* _SHORT PROBLEM_
Every record must be repeated exactly; omit any pictures they contain.

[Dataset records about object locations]

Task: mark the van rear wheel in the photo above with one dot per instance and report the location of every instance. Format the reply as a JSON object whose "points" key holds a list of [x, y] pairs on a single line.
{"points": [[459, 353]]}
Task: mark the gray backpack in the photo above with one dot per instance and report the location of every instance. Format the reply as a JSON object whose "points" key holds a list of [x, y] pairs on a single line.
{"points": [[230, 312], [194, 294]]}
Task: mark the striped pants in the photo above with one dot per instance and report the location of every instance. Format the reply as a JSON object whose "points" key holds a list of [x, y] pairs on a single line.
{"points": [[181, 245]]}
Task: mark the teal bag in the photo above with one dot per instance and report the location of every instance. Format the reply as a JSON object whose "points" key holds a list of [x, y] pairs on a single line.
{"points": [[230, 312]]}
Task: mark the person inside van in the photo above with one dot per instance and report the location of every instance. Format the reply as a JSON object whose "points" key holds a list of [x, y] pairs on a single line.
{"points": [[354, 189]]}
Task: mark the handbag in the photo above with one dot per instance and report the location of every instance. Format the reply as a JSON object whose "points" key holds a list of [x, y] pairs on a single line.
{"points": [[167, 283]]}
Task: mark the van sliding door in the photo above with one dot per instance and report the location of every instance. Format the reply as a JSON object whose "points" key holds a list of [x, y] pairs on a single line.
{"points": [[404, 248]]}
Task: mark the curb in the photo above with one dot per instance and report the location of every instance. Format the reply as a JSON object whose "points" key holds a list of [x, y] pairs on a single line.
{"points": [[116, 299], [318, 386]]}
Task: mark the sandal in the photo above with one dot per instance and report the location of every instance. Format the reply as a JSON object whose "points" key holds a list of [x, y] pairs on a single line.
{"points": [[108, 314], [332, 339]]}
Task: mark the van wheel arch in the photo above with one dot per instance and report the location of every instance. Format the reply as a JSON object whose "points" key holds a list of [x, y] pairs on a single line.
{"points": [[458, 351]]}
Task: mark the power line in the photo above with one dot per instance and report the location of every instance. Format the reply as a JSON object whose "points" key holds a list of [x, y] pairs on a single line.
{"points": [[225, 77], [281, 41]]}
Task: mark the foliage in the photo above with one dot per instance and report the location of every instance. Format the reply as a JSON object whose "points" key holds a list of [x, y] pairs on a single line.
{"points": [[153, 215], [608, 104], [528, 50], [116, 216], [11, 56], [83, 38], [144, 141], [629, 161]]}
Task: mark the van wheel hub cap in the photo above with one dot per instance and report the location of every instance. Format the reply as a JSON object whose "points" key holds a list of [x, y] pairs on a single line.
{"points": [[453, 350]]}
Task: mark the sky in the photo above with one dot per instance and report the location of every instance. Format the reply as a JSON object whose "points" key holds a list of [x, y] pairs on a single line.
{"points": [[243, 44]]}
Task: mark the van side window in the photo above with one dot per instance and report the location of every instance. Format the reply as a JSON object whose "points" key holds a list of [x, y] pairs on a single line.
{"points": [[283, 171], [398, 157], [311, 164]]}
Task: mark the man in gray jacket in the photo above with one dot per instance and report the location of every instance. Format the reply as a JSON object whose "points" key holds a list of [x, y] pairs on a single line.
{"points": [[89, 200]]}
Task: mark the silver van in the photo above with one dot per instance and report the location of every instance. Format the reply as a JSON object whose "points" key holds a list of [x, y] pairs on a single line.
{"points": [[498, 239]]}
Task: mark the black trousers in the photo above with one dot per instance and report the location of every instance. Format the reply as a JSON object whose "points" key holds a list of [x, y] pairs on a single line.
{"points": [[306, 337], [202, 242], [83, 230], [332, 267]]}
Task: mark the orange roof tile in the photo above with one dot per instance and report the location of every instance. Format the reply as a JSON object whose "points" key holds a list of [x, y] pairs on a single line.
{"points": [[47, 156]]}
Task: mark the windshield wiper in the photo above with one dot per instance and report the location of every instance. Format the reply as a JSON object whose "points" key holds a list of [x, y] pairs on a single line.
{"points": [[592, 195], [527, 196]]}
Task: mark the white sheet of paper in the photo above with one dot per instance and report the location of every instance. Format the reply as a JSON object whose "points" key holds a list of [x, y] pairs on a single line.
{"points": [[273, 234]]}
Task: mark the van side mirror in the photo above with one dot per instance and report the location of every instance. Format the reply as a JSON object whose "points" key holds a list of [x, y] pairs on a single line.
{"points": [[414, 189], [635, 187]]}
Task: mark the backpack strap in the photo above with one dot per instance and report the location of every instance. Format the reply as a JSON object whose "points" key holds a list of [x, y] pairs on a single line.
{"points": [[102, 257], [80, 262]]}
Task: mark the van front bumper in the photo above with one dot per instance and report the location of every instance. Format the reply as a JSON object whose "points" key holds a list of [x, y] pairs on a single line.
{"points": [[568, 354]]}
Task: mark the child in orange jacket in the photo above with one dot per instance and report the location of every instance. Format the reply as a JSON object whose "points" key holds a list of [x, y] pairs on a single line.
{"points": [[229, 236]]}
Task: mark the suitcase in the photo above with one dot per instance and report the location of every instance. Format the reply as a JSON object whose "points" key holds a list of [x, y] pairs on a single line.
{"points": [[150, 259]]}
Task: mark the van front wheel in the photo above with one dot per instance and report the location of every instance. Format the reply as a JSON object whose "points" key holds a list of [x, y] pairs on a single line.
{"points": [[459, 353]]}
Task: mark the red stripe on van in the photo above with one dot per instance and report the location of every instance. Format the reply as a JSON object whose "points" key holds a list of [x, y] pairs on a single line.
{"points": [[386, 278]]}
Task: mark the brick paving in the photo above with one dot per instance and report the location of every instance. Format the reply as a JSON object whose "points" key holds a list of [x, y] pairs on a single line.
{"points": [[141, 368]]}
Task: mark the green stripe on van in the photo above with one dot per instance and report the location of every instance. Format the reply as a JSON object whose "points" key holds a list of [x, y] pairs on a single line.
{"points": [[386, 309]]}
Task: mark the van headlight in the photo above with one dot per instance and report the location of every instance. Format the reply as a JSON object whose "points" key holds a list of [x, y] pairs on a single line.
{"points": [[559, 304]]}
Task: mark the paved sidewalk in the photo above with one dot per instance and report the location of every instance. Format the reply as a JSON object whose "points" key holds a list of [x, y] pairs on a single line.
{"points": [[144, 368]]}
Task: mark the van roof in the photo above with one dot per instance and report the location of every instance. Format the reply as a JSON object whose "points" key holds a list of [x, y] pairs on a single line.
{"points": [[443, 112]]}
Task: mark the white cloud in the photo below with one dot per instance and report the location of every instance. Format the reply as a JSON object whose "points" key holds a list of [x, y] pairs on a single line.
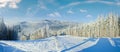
{"points": [[55, 14], [91, 1], [89, 16], [9, 3], [70, 12], [83, 10], [71, 4], [41, 4]]}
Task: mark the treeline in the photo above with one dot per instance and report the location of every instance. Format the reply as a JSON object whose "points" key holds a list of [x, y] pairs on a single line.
{"points": [[104, 26]]}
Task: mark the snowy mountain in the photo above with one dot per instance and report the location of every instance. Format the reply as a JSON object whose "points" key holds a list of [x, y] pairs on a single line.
{"points": [[30, 28]]}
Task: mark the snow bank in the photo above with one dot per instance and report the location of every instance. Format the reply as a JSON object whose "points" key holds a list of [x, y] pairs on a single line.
{"points": [[55, 44], [111, 42], [84, 46]]}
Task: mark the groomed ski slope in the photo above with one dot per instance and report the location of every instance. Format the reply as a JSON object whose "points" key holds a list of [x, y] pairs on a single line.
{"points": [[65, 43], [57, 44]]}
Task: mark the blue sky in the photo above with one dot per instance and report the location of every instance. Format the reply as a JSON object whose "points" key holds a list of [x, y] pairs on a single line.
{"points": [[68, 10]]}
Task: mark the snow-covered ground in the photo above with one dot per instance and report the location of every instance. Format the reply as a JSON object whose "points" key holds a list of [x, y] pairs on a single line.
{"points": [[57, 44], [65, 43]]}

* _RESPONSE TO THE TASK_
Task: mark the van rear wheel in the photo above with one dot per instance and report the location of every instance. Format the reply as a JSON object whose "points" key holds a list of [x, y] pairs on a single line.
{"points": [[459, 353]]}
Task: mark the gray backpack in the photo above with one dot per instance and report the location of every instance. Format the reply as a JSON object whose "points" key holds a list of [x, y] pairs on a single line.
{"points": [[230, 312], [194, 294]]}
Task: mark the striped pants in the photo above with one dot per instance and report the location of every instance. Format the reply as a JSON object whose "points" key holds a list of [x, y] pairs on a single line.
{"points": [[181, 245]]}
Task: mark the teal bag in the photo above with one dot per instance and report the location of every instance. Format the reply as a JSON object whose "points" key holds a list of [x, y] pairs on a single line.
{"points": [[230, 312]]}
Task: mark the person inside van in the photo above with one dot per instance and report the location of every instance. Format the reply as a JSON object whose "points" key holds a list of [x, y] pairs on a single line.
{"points": [[354, 189]]}
Task: mark the handbag in the photo above with one dot per instance and report the location of every instance. Format the reply as a JSON object whose "points" key holds a list of [x, y] pairs on a single line.
{"points": [[167, 283]]}
Task: mark the van sliding door in the photo above with one dot per instance and report the location of every instance. Format the reply as a JSON object whose "points" key holds a list of [x, y] pairs on a single line.
{"points": [[404, 248]]}
Task: mark the curb in the photo above with one dot per instance and report the location of every instance. Format the reply as a JSON object whose "points" key holds a list of [x, y] pairs on a single line.
{"points": [[116, 299], [318, 386]]}
Task: mark the sandal in the photo above with one dot per instance and report the location of every instance. Format the reply as a JSON object whose "points" key holds a list of [x, y] pairs on a single line.
{"points": [[108, 314], [332, 339]]}
Task: mark the van wheel arch in the photo above with one dot per instance and report the location of every instance. Format the reply as a JSON object whose "points" key holds a list of [x, y] pairs on a single line.
{"points": [[458, 351]]}
Task: mark the power line in the photo above with one dot per instance and report the location of every instance. Format the reply as a JSON object whose "points" key holds a list of [x, y] pairs on a single line.
{"points": [[225, 77], [281, 41]]}
Task: mark the foliage in the photo above with one dot per instance and report the location of every instance. Format the reply as a JSON object whose "points" key holds a list of [x, y] pairs on a single line.
{"points": [[153, 215], [608, 104], [528, 50], [116, 216], [11, 56], [83, 38], [144, 141], [629, 161]]}
Task: mark the van wheel hub cap in the photo above with one dot per instance and report the location of every instance. Format the reply as a JSON object whose "points" key holds a list of [x, y] pairs on a single line.
{"points": [[453, 350]]}
Task: mark the sky in the photo above with one dot per instance and report the location of every instance. Format the reply as a JSON object whose "points" key holds a list of [x, y] pairs on a single line.
{"points": [[243, 44]]}
Task: mark the van side window in the photo above with one dot per instance and report the location of every instance. Format the reply as a JSON object whose "points" key holds a list of [x, y] pairs on a single line.
{"points": [[283, 171], [398, 157], [311, 164]]}
Task: mark the man in gray jacket in the photo above with one dot per instance and report the location of every instance. Format the reply as a JSON object whose "points" key holds a list of [x, y] pairs on a single line.
{"points": [[89, 200]]}
Task: mark the silver van in the photo above with one dot per instance and report the location of every instance. Format the reply as a JSON object whose "points" key holds a list of [x, y] pairs on a single line.
{"points": [[498, 239]]}
Task: mark the black trousers in the photo above with one dot per instance and report the location of every instance. Format the reply as a JSON object whose "points" key holds a list of [x, y] pairs on a single line.
{"points": [[306, 337], [202, 242], [83, 230], [332, 267]]}
Task: mark the orange roof tile in the photo above with one dot per instance and report the location of every instance. Format the reply as a JSON object whose "points" key holds a list of [x, y] pairs on a single line.
{"points": [[47, 156]]}
Task: mark the windshield wiper in the photo above with one dot per instance and report the location of every instance. Format the reply as a JSON object whose "points" key holds a list of [x, y] pairs on a single line.
{"points": [[592, 195], [527, 196]]}
Task: mark the white sheet of paper in the photo above with one dot per instance and report the location of every instance. Format the reply as a JSON object whose "points" key holds a list of [x, y] pairs on a single line.
{"points": [[273, 234]]}
Task: mark the van side mirror in the photo above with one dot per instance and report the location of every instance. Format the reply as a JSON object whose "points" key holds a list of [x, y] pairs on a single line.
{"points": [[414, 189], [635, 187]]}
Task: mark the backpack strap in the photo above with one dot per instance and report the location of every instance. Format the reply as a JSON object whose "points" key holds a list of [x, y] pairs on a single line.
{"points": [[102, 257], [80, 262]]}
Task: mark the van front bumper in the photo above with one dot per instance and report the location of every instance. Format the reply as a JSON object whose "points" key holds a list of [x, y] pairs on a single line.
{"points": [[568, 354]]}
Task: mark the child in orange jacket in the photo above with one dot per instance and report the location of every instance. Format the reply as a JSON object whose "points" key holds a list of [x, y] pairs on a single line.
{"points": [[229, 236]]}
Task: mark the suitcase in the photo above with one dot per instance and report the location of every instance. Format the reply as a JSON object whose "points" key holds a list of [x, y] pairs on a single line.
{"points": [[150, 259]]}
Task: mark the van front wheel in the photo above with one dot per instance and report the location of every instance. Format the reply as a JSON object whose "points" key holds a list of [x, y] pairs on a single line.
{"points": [[459, 353]]}
Task: mark the red stripe on van in the photo above with one dot per instance and report the location of every instance. Format the reply as a JSON object whose "points" key holds a list of [x, y] pairs on a single line.
{"points": [[386, 278]]}
Task: mark the brick paving in the photo above with one dot per instance and report the location of every instance. Format the reply as a JSON object whose "points" key holds a list of [x, y] pairs on a single line.
{"points": [[141, 368]]}
Task: mark the green stripe on van in the photo above with one dot per instance and report the location of every instance. Format the reply as a JSON object whose "points" key holds a list of [x, y] pairs on a single line.
{"points": [[386, 309]]}
Task: mark the van headlight in the photo above with one dot per instance and report the location of every instance. Format the reply as a JSON object whose "points" key holds a list of [x, y] pairs on a single line.
{"points": [[559, 304]]}
Task: mark the paved sidewalk in the photo above with one dot per instance and report the location of every instance. Format the reply as a JSON object whose "points" key holds a list of [x, y] pairs on a single line.
{"points": [[144, 368]]}
Task: mark the van roof in the photo above with one dot per instance and report the location of every instance. Format the reply as a JSON object whose "points" key holds a list of [x, y] pairs on a single line.
{"points": [[443, 112]]}
Task: mark the white cloud in the photo below with one dot per instance and report the location of every instance. Format the reply as a JSON object whose "points" key holds a list of [x, y] pairs on a single line.
{"points": [[55, 14], [91, 1], [89, 16], [9, 3], [70, 12], [83, 10], [71, 4], [41, 4]]}
Task: mark the treeline in the photo above with one dot per instance and report the location of every instance. Format the reply as a JSON object whose "points" key holds a list of [x, y] pairs on a single line.
{"points": [[104, 26]]}
Task: mark the snowy mountain in the photo above with one dot per instance and report the location of every instance. Format the reply as a JSON object whose "points" key holds a list of [x, y] pairs on a single line.
{"points": [[30, 28]]}
Task: mark the snow bank in the photo above with one dot per instance and report the location of every instance. Format the reply as a JSON object whose "points" key holds a list of [x, y] pairs on a single line.
{"points": [[55, 44], [111, 42], [84, 46]]}
Task: mark the groomed ski slope in the photo above with one dot per instance and report the location of every instance. Format the reply as a JSON object whose "points" key holds a list of [x, y] pairs on a single line.
{"points": [[65, 43], [57, 44]]}
Task: mark the blue sky in the photo above with one dot per instance and report the location of every instance. Format the reply as a JSON object whose "points" key holds a list of [x, y] pairs on a single line.
{"points": [[68, 10]]}
Task: mark the snow-covered ground in the photo above with one dot per instance and report the location of every instance. Format the reply as a JSON object whose "points" key holds a list of [x, y] pairs on a single line.
{"points": [[57, 44], [65, 43]]}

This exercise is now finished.